I remember feeling this way with Mono and have felt it when Nerdist is in love. No one could tell me I was over reacting that's for sure. :D

Yup, waiting it out and going with it seems to be the best bet. The change comes for the other when its settled down and there is a chance to get to really know the new person in their regular state. At least that has been my experience this far.
 
But RP...those moments in the beginning of a relationship can really create a great bond. I am thinking of when i was single. Those times when the hormones are racing, everything around you seems a blur, the rush of blood through the body...Its an untouchable tangible feeling that is unique to each merging.

I admit, it has lots of downs, and that is where controlling it, or tapering it, is key. But to hold back and wait for it to die out, I would think would have two affects

a) make it worse once you meet up like a balloon slowly filling with air, when you meet up it finally pops...
b) you miss out on the good of nre and possibly end up not having any connection beyond the friendship (ok this isn't ALWAYS bad, but I hope you get my meaning) Sometimes the NRE is a bond that can create the beginning of a relationship.

I 100% agree once a connection is made, that is wonderful and amazing btw. But those moments in beginning are so unique per connection that I personally would hate to loose that. I sometimes truly treasure those moments when I think back on relationships.

Very interesting perspective RP :)

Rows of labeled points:

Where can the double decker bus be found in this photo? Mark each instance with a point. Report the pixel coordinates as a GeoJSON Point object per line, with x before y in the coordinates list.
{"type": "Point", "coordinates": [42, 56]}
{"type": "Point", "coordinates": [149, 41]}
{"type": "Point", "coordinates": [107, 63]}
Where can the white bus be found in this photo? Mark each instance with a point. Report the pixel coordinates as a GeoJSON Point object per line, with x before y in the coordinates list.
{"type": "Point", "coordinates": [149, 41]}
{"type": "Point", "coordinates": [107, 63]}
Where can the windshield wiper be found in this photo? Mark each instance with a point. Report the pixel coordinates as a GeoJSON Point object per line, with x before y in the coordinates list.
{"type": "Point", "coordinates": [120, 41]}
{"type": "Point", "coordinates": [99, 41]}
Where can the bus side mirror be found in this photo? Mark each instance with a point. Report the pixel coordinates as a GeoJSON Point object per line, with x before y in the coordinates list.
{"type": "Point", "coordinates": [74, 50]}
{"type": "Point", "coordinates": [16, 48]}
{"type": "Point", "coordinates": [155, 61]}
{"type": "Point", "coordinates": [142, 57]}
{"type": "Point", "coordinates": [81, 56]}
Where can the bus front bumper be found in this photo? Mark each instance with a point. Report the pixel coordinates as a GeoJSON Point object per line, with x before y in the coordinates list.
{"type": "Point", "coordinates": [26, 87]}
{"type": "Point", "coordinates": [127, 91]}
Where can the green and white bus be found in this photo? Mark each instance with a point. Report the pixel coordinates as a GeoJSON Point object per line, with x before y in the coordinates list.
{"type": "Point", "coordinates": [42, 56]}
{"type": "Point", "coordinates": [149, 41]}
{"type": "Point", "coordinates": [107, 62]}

EXERCISE SET:
1 > Show every line from the rows that contains the string "found".
2 > Carry on the forum post about new relationship energy, picking up right after its last sentence.
The post and the rows have no connection to each other.

WRITTEN RESPONSES:
1 >
Where can the double decker bus be found in this photo? Mark each instance with a point. Report the pixel coordinates as a GeoJSON Point object per line, with x before y in the coordinates list.
Where can the white bus be found in this photo? Mark each instance with a point. Report the pixel coordinates as a GeoJSON Point object per line, with x before y in the coordinates list.
Where can the windshield wiper be found in this photo? Mark each instance with a point. Report the pixel coordinates as a GeoJSON Point object per line, with x before y in the coordinates list.
Where can the bus side mirror be found in this photo? Mark each instance with a point. Report the pixel coordinates as a GeoJSON Point object per line, with x before y in the coordinates list.
Where can the bus front bumper be found in this photo? Mark each instance with a point. Report the pixel coordinates as a GeoJSON Point object per line, with x before y in the coordinates list.
Where can the green and white bus be found in this photo? Mark each instance with a point. Report the pixel coordinates as a GeoJSON Point object per line, with x before y in the coordinates list.

2 >
 
Strangely enough, your (b) sounds a bit like Cajun and I. When we first met there was a little NRE, but nothing anywhere close to the NRE I have felt with others before or since. Although I don't think either of us consciously tried to hold back the NRE, it just never really revved up, yet we have a stronger relationship than so many I know who have gone through the strong NRE feelings.

I also wonder if the big draw for me to an open/poly relationship is the NRE... something for me to really think about.
 
Is This Just New Relationship Energy?

I have a question I could use some advice on from some seasoned Poly people.

I've been polyamorous for quite a while now, and have had a number of different partners (one of those have been constant the whole time).

I met someone new recently and I'm feeling something I haven't felt before.

I'm feeling a decided preference for this one person; a longing to be with them that in all honesty is stronger than my desire to be with the others. Sometimes I resent the time I'm spending with the others because its not with him...

This feeling has been plaguing me for a while now; I can't seem to shake it.

How do I know if this is just 'new relationship energy', or there is a more fundamental issue here? How long would you wait to see if that 'new energy' wears off?

I feel on some level as if I'm being dishonest with my other partners - we don't do the whole 'primary/secondary' thing. My other partners are really, honestly, amazing people; there is no rational reason that I would not want to be with them. They are awesome boyfriends. But....what do I do?
 
I think NRE lasts about 6 months. It can last longer if you rarely see each other. Your results may vary. :)
 
First off, relax. :)

There may be something to it, but as you are right to question, it could just be the NRE. I have had a similar experience and after the NRE wore off, I still have that strong feeling of connection but the need to be with him all the time has worn off.

If you are worried that you are neglecting your other relationships, talk to them. Find out what they think and feel. They may be very understanding that you are dealing with NRE or they may be hurt in which case you do need to take a step back and work on those relationships again with the knowledge that it can make your new relationship even better.

Good luck!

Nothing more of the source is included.